Para o profesor e historiador Nelson Piletti, o O arcebispo de Olinda e Recife foi a principal liderança católica do país dos últimos 60 anos

A vivência com as lideranças políticas do Brasil, incluindo os militares que desencadearam o golpe em 1964, desde a década 1930 permitiu que Dom Hélder Câmara aprimorasse a capacidade de diálogo e ampliasse sua compreensão sobre seu papel político no sociedade. Como poucos, soube entender, ainda no calor dos acontecimentos, as transformações pelas quais o país estava passando e os riscos de tais movimentos. “Dom Hélder, como principal liderança católica dos últimos 60 anos no Brasil, proporcionou uma adaptação da Igreja e dos católicos às mudanças profundas que ocorreram na sociedade brasileira nesse período, tornando a sua instituição comprometida com a democracia, a justiça social e a defesa dos direitos humanos, e com isso ajudando a transformar a sociedade brasileira”, conta o professor e historiador Nelson Piletti, em entrevista por e-mail à IHU On-Line.

Quando o golpe se tornou realidade e Jango foi deposto, em 1964, Dom Hélder manteve “uma difícil posição de ‘neutralidade e expectativa’”, o que o levou a se encontrar várias vezes com Castelo Branco e Costa e Silva. “No seu discurso de posse no arcebispado de Olinda e Recife, ele advertiu a todos que não estranhassem o fato de que ele manteria o diálogo com todos os segmentos sociais e políticos de Pernambuco e do país”, frisa Piletti. “Depois, ele teve a coragem de dizer ‘não’ aos poderosos, ao denunciar publicamente que o Regime Militar promovia torturas e o extermínio físico de membros da oposição ao governo. Sua atuação foi de fato heroica e destemida, um exemplo extraordinário de um homem indignado com as circunstâncias em que viviam os seus semelhantes”, complementa. Mais do que a herança política, Dom Hélder, que foi, inclusive, indicado ao Nobel da Paz na década de 1970, deixou o ensinamento de que a “fé, por mais fervorosa que seja, como era a dele, não se combina com a injustiça, com a humilhação e a exploração do outro; enfim, a fé também pode libertar os seres humanos do fanatismo e da intolerância”, ressalta o historiador.
○ ○ ○
Tarefa proposta A
Responda com base no texto sobre Dom Hélder Câmara:
(i) Em que ano Jango foi deposto?
(ii) A que prêmio Dom Hélder foi indicado na década de 1970?
(iii) Por qual meio Nelson Piletti deu a entrevista à IHU On-Line?
Tarefa proposta B
Devolva sem alterações o trecho do texto sobre Dom Hélder Câmara que começa em "A vivência com" e vai até "à IHU On-Line.".
Os registros a seguir vêm de outra fonte.
○ ○ ○
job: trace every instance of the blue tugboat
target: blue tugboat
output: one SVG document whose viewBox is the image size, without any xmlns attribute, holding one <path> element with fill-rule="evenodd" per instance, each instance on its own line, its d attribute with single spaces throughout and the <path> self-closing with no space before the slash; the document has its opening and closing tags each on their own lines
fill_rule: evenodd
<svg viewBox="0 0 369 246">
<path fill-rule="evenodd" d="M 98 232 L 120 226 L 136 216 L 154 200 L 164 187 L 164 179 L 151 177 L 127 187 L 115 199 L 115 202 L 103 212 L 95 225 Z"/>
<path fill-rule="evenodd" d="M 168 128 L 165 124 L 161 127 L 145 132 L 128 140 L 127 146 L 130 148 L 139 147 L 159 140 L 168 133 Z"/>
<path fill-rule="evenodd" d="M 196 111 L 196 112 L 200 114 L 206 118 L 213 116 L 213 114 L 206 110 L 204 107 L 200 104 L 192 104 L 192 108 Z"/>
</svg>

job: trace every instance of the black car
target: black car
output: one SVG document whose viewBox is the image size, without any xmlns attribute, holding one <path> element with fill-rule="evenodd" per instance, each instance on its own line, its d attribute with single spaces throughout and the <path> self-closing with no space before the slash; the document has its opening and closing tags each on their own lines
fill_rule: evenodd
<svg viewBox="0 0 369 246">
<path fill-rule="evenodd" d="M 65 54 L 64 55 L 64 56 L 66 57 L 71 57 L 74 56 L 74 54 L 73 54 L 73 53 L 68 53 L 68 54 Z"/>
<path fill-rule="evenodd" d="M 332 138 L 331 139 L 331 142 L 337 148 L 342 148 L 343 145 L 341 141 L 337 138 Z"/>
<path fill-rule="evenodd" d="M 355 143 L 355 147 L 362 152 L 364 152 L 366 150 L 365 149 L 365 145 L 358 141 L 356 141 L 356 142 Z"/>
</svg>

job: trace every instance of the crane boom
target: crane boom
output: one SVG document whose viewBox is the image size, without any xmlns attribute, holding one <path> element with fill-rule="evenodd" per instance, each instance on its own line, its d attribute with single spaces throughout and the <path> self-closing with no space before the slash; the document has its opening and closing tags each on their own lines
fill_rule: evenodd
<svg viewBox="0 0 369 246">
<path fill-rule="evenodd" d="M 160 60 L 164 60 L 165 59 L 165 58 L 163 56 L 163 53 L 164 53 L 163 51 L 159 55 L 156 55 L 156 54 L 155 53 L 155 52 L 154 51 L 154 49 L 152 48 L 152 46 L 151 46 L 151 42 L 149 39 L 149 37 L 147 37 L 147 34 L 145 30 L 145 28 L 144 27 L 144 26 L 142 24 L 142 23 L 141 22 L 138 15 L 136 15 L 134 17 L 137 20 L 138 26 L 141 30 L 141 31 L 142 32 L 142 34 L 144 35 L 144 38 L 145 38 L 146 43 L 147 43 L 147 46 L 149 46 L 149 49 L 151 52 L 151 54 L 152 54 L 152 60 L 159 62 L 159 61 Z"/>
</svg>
○ ○ ○
Resposta pronta A
(i) Em 1964.
(ii) Ao Nobel da Paz.
(iii) Por e-mail.

Resposta pronta B
A vivência com as lideranças políticas do Brasil, incluindo os militares que desencadearam o golpe em 1964, desde a década 1930 permitiu que Dom Hélder Câmara aprimorasse a capacidade de diálogo e ampliasse sua compreensão sobre seu papel político no sociedade. Como poucos, soube entender, ainda no calor dos acontecimentos, as transformações pelas quais o país estava passando e os riscos de tais movimentos. “Dom Hélder, como principal liderança católica dos últimos 60 anos no Brasil, proporcionou uma adaptação da Igreja e dos católicos às mudanças profundas que ocorreram na sociedade brasileira nesse período, tornando a sua instituição comprometida com a democracia, a justiça social e a defesa dos direitos humanos, e com isso ajudando a transformar a sociedade brasileira”, conta o professor e historiador Nelson Piletti, em entrevista por e-mail à IHU On-Line.